*** Opening of THE DATA ***

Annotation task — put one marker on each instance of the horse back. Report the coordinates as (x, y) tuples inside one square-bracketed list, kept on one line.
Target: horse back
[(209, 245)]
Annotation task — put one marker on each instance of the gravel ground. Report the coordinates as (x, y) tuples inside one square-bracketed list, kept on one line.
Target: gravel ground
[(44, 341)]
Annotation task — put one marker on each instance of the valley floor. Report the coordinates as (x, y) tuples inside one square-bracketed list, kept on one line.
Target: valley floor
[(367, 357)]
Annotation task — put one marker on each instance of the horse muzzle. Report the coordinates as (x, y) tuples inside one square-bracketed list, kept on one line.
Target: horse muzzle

*** Close of THE DATA ***

== EXERCISE DIRECTIONS ==
Out of the records above, pick each line that contains the string "tuples".

== WRITTEN ANSWER ==
Annotation task — put one marker on each instance of the horse back. Report the coordinates as (x, y) tuples inside one square-bracketed list, kept on one line.
Annotation task — put one marker on each instance of the gravel ground. Report the coordinates as (x, y) tuples inside one square-bracketed list, kept on one line.
Annotation task — put one marker on each instance of the valley floor. Report the coordinates as (x, y) tuples inside one square-bracketed list, kept on one line.
Annotation task — put one marker on each instance of the horse muzzle. Report the coordinates as (x, y) tuples inside one square-bracketed list, kept on one line.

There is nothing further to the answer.